Conservative New York Times columnist Ross Douthat published some interesting thoughts on the Super Tuesday results in the wee hours of the morning Wednesday, that I believe strike a chord and provide food for thought on larger debates going on within the GOP. Based on his fairly strong showing on Super Tuesday that continues what has been a shockingly major and prolonged presence in the Republican presidential primary campaign, Douthat comments that Rick Santorum's performance challenges conventional assumptions on the ideological future of the party. Douthat speculates that Santorum's success, north and south of the Mason-Dixon line, makes the case for the former Pennsylvania senator's brand of Republicans in the future.

Only a little over two months ago, the former Pennsylvania senator was supposed to be a no-hope non-factor in the race for the Republican nomination. Only a month ago, after South Carolina and Florida, he was supposed to be nice little story whose fifteen minutes had run out.

And yet he has ended up as Mitt Romney’s most formidable challenger. Yes, he might have won more votes in Michigan and Ohio if he hadn’t blundered, all-too-characteristically, into pointless debates about John F. Kennedy’s church-state speech and the value of a college education. But nobody expected him to be in a position to have his blunders matter at all.

Provided data –
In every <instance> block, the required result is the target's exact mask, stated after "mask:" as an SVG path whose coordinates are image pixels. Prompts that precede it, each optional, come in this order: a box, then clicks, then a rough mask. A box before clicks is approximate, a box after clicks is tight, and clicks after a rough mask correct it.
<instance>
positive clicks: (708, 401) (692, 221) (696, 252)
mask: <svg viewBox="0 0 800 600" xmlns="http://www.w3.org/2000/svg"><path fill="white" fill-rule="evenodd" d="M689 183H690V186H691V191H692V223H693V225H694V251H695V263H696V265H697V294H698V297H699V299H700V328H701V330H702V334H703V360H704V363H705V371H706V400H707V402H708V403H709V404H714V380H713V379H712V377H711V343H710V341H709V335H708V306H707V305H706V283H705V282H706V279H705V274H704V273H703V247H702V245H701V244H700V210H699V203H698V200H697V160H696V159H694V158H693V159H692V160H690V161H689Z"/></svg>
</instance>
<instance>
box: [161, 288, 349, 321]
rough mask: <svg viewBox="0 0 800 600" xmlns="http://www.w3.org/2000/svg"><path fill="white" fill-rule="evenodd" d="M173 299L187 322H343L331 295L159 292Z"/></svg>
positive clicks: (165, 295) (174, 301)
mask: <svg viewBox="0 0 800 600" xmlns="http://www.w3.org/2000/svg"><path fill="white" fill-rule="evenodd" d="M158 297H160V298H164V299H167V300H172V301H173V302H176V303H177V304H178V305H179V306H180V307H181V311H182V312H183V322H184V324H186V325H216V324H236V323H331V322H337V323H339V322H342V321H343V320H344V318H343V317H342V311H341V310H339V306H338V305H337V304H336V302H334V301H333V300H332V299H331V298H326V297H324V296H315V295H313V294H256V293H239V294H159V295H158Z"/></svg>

Task prompt – Could you extract the stretch of the Santorum Super Tuesday excerpt from "Conservative New York" through "in the future.", copied word for word?

Completed task –
Conservative New York Times columnist Ross Douthat published some interesting thoughts on the Super Tuesday results in the wee hours of the morning Wednesday, that I believe strike a chord and provide food for thought on larger debates going on within the GOP. Based on his fairly strong showing on Super Tuesday that continues what has been a shockingly major and prolonged presence in the Republican presidential primary campaign, Douthat comments that Rick Santorum's performance challenges conventional assumptions on the ideological future of the party. Douthat speculates that Santorum's success, north and south of the Mason-Dixon line, makes the case for the former Pennsylvania senator's brand of Republicans in the future.